→ Given instruction
Express the data in the stretch from the line containing "Please outline the wooden upper" through the line containing "0,266 -> 358,333", inclusive, as a two-column CSV with the columns text and answer. Give one row for each request, with its text and its answer each in a single quoted field and any line breaks replaced by spaces.

(Data listing)
_ _ _ _ _ _ _

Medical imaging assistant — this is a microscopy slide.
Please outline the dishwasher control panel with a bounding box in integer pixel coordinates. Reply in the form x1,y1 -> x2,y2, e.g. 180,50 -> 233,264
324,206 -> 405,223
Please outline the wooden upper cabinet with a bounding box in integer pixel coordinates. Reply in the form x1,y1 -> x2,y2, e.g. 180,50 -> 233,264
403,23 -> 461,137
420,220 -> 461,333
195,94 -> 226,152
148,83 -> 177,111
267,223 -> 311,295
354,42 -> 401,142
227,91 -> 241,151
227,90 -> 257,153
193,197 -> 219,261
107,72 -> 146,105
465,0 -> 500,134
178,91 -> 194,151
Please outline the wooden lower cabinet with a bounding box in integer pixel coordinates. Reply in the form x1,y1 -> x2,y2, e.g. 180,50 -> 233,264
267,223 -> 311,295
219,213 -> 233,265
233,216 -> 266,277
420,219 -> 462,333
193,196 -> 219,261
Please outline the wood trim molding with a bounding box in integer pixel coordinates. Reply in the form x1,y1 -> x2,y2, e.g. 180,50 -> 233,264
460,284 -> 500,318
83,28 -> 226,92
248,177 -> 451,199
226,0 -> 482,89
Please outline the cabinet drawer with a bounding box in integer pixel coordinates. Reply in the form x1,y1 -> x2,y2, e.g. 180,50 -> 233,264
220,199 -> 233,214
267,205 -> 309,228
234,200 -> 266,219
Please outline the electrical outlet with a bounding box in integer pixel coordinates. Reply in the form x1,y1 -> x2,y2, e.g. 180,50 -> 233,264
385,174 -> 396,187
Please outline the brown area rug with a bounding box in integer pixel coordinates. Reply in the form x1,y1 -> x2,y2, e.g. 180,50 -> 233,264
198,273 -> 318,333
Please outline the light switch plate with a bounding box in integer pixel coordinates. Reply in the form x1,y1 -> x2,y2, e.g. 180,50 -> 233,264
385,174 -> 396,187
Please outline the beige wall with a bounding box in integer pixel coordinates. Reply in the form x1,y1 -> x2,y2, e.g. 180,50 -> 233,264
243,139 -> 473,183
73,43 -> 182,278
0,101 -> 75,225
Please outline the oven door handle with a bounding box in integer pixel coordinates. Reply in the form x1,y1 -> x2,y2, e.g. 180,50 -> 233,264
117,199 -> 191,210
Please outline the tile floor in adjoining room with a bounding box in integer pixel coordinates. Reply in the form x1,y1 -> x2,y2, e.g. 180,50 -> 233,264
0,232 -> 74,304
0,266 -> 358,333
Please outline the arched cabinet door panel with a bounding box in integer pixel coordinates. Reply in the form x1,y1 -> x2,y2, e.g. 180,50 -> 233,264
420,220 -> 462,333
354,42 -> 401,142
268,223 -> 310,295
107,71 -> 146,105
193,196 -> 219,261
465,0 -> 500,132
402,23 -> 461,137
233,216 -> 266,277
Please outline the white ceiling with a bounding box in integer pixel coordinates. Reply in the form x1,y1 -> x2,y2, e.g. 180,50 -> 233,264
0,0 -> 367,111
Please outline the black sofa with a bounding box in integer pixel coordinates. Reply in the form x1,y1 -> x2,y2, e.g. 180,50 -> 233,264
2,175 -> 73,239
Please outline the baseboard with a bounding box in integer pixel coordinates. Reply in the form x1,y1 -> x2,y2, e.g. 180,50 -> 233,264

_ _ _ _ _ _ _

→ The response
text,answer
"Please outline the wooden upper cabinet with a bounding box in integer pixel coordinates. Reply in the form x1,y1 -> x2,y2, e.g. 180,50 -> 233,264","403,23 -> 461,137 420,220 -> 461,333 195,94 -> 226,152 148,83 -> 177,111 267,223 -> 311,295 354,42 -> 401,142 227,91 -> 241,151 227,90 -> 257,153 193,197 -> 219,261 107,72 -> 146,105 465,0 -> 500,134 178,91 -> 194,151"
"Please outline the wooden lower cabinet with a bounding box in integer pixel coordinates. Reply in the form x1,y1 -> x2,y2, e.g. 180,50 -> 233,264","267,223 -> 311,295 219,213 -> 233,265 233,216 -> 266,277 420,219 -> 462,333 193,196 -> 219,261"
"Please outline the wood trim molding with a bounding box in integer pixel coordinates. Reply in the form x1,y1 -> x2,y2, e.g. 180,50 -> 233,264","460,284 -> 500,318 83,28 -> 226,92 248,177 -> 451,199 226,0 -> 482,89"
"Please outline the cabinet drawer with a bounding box in integer pixel coordinates. Reply in the form x1,y1 -> x2,y2, e.g. 180,50 -> 233,264","220,199 -> 233,214 267,205 -> 309,228 234,200 -> 266,219"
"Please outline the electrical outlet with a bounding box in integer pixel coordinates. Reply in the form x1,y1 -> x2,y2, e.g. 180,50 -> 233,264","385,174 -> 396,187"
"Please outline the brown area rug with a bounding box in integer pixel coordinates. Reply in the form x1,y1 -> x2,y2, e.g. 180,50 -> 233,264","198,273 -> 318,333"
"Please outline the light switch plate with a bounding box in integer pixel coordinates. Reply in the form x1,y1 -> x2,y2, e.g. 180,50 -> 233,264","385,174 -> 396,187"
"Please outline the beige wall with a bounding box in integer pixel coordinates. Reply in the form x1,y1 -> x2,y2, e.g. 180,50 -> 233,264","243,139 -> 473,183 73,43 -> 182,278 0,101 -> 75,225"
"Please outline the oven door handle with a bounding box in integer pixel coordinates. Reply in the form x1,y1 -> x2,y2, e.g. 180,50 -> 233,264","117,199 -> 191,210"
"Please outline the tile floor in adjoining room with a bounding box in integer pixel coordinates. Reply in the form x1,y1 -> x2,y2, e.g. 180,50 -> 233,264","0,232 -> 74,304 0,266 -> 358,333"